## Excerpt
Atera QC and Labeling

Formalin fixed parafin embedded (FFPE) human tissue samples from the duodenum region of small intestine and from skin were provided by the lab of Prof. Laura Mackay at the Doherty Institute.

Atera profiling of tissue sections was carried out by 10x Genomics, including sample perparation, probe hybridization, ligation and amplification, staining, and fluorescent probe hybridization, imaging, and decoding:

Atera workflow diagram courtesy of 10x Genomics

After receiving data from 10x Genomics, we assessed basic quality control metrics for each tissue, utilizing the cell_feature_matrix.h5 and cells.csv.gz outputs provided by 10x Genomics.

Human duodenum quality and labeling

Based on segmentation provided by 10x genomics, our human duodenum sample provided data from 320,885 cells. We observed 3,291 mean transcript counts per cell (st. dev = 2,716; median = 2,641). Gene detection was similarly high: 1,745 genes per cell on average (st. dev = 1,078; median = 1,603).

For labeling, we filtered cells with < 150 transcript counts (9,405 cells) and retained 311,480 cells for downstream steps (97% retained).

To apply cell type labels, we utilized the scanpy functions scanpy.pp.normalize_total() with the parameter target_sum = 1e4, followed by scanpy.pp.log1p(). We performed label assignment using the CellTypist package, and utilized the cell type model for Intestine provided as part of the CellHint auto-harmonised and auto-integrated Organ Atlas resource (specifically, the "All combined model"). Cell type prediction was performed using the celltypist.annotate() function with the majority_voting = True parameter. Majority voting labels were used as a first pass for label assignment, followed by manual curation to combine highly related categories to identify 20 initial cell types. We expect further analysis will yield confident, high-resolution cell type assignments.

To visualize cell type labels in a 2-dimensional projection, we further processed the data using scanpy to identifiy 2,6222 highly variable genes with scanpy.pp.highly_variable_genes(), followed by dimensionality reduction with scanpy.tl.pca(), nearest neighbor analysis with scanpy.pp.neighbors() with the parameter n_pcs = 30, and UMAP projection with scanpy.tl.umap(). We were then able to plot cell type assignments on UMAP coordinates:

After projection, we were able to identify distinct markers for most of these duodenum cell types thanks to the large transcriptomic coverage provided by the Atera data:

Additional inspection of cell types was carried out by visualization of cell locations in situ - see the interactive visualization tools on the main page of this report.

[Stored data entries]
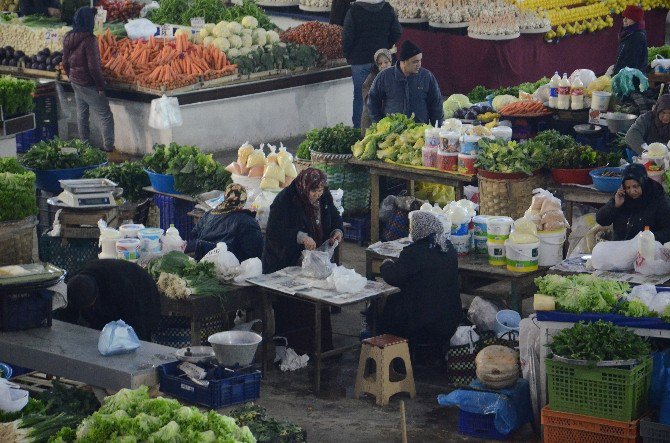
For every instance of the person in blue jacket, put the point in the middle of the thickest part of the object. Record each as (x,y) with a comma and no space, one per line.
(231,224)
(407,89)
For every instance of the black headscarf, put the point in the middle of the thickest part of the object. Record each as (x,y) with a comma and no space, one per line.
(84,20)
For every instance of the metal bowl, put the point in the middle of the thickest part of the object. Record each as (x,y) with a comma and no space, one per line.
(619,122)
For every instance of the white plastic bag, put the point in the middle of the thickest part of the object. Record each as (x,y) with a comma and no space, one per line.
(225,262)
(614,255)
(117,338)
(165,113)
(140,28)
(249,268)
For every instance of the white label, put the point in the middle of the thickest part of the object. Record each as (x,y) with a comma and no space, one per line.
(198,22)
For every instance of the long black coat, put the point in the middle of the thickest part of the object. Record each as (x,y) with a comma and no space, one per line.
(286,219)
(428,308)
(239,230)
(628,220)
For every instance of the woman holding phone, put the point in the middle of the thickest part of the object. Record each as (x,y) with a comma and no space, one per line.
(638,203)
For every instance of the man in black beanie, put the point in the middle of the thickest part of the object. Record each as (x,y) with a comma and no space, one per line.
(407,89)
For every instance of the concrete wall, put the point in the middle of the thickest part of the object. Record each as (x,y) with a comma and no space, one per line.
(224,124)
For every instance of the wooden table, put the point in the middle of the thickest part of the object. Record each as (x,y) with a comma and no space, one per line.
(383,169)
(470,267)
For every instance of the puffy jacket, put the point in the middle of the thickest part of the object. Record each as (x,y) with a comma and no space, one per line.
(367,28)
(81,60)
(418,94)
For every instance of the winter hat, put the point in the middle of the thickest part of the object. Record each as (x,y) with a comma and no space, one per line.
(634,13)
(408,50)
(423,224)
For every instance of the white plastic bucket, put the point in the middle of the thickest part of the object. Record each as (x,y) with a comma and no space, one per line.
(522,257)
(496,253)
(461,243)
(551,247)
(600,100)
(498,228)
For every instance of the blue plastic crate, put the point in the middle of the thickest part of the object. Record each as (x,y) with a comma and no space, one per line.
(223,390)
(175,211)
(479,425)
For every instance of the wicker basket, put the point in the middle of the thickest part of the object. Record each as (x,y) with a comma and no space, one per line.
(17,241)
(509,197)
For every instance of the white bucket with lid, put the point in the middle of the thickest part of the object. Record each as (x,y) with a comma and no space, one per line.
(551,247)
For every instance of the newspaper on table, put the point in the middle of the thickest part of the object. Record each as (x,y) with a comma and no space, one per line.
(578,265)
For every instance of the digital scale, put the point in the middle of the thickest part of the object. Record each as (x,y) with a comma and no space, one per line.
(88,193)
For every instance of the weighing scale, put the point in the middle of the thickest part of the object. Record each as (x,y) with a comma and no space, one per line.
(88,193)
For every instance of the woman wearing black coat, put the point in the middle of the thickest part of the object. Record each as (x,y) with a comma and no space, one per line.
(302,217)
(428,308)
(638,203)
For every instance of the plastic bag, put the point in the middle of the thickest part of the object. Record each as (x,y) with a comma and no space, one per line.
(117,338)
(483,314)
(225,262)
(165,113)
(316,264)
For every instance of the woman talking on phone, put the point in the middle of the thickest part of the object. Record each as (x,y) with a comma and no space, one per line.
(638,203)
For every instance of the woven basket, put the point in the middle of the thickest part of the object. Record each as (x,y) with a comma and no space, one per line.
(507,197)
(17,241)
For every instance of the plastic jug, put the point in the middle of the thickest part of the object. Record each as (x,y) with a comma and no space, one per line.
(553,90)
(647,244)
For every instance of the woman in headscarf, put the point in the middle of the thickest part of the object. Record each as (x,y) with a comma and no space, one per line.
(81,62)
(383,59)
(231,224)
(639,202)
(428,307)
(302,217)
(651,127)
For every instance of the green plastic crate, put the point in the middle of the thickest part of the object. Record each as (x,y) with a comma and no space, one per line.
(611,393)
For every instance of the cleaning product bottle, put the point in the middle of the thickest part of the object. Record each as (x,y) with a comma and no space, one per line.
(647,244)
(564,93)
(553,90)
(577,95)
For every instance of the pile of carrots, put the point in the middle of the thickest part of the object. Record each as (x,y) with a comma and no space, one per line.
(159,64)
(523,108)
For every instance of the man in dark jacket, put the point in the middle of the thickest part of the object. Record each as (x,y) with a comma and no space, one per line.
(428,308)
(632,52)
(408,89)
(81,61)
(108,290)
(368,26)
(640,202)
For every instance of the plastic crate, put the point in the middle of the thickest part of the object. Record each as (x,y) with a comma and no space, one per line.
(175,211)
(479,426)
(25,310)
(652,432)
(610,393)
(223,391)
(561,427)
(357,229)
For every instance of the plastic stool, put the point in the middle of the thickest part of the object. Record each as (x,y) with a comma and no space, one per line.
(384,381)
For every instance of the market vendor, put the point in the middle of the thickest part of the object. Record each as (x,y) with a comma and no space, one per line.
(108,290)
(302,217)
(639,202)
(428,308)
(39,7)
(231,224)
(651,127)
(407,88)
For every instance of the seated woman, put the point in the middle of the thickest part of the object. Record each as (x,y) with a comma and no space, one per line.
(638,203)
(428,308)
(302,217)
(231,224)
(651,127)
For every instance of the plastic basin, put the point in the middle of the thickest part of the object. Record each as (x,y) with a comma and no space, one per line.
(606,184)
(235,348)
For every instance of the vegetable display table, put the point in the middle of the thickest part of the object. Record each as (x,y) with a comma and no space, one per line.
(382,169)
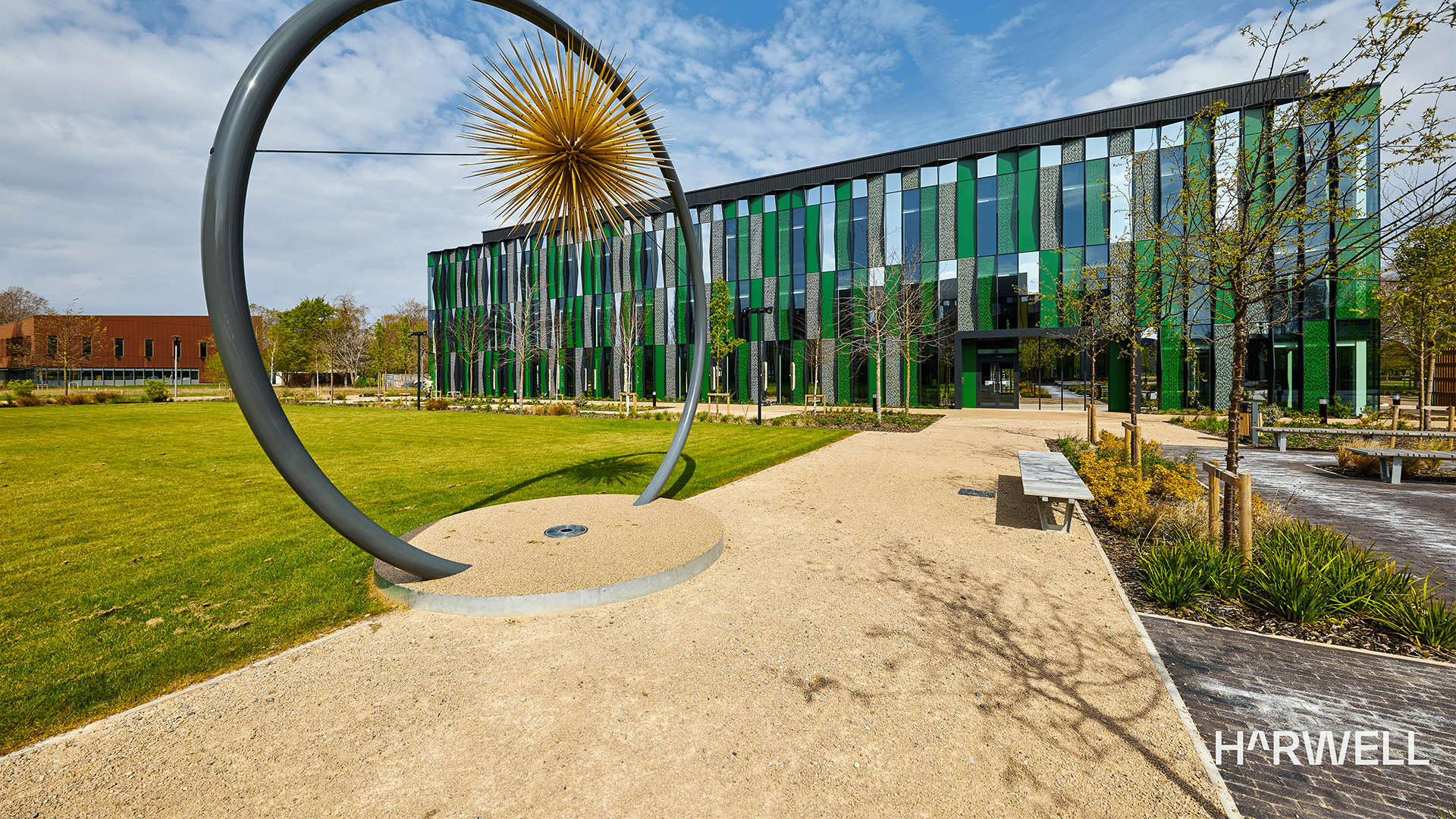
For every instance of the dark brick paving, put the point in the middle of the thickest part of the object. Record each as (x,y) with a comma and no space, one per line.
(1238,681)
(1414,522)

## To do
Rename "duodenum" to "jejunum" as you copy out the Atera page, beginning at the words "After receiving data" and stopping after "steps (97% retained).". The entries have nothing to do with this.

## Response to the exercise
After receiving data from 10x Genomics, we assessed basic quality control metrics for each tissue, utilizing the cell_feature_matrix.h5 and cells.csv.gz outputs provided by 10x Genomics.

Human jejunum quality and labeling

Based on segmentation provided by 10x genomics, our human jejunum sample provided data from 320,885 cells. We observed 3,291 mean transcript counts per cell (st. dev = 2,716; median = 2,641). Gene detection was similarly high: 1,745 genes per cell on average (st. dev = 1,078; median = 1,603).

For labeling, we filtered cells with < 150 transcript counts (9,405 cells) and retained 311,480 cells for downstream steps (97% retained).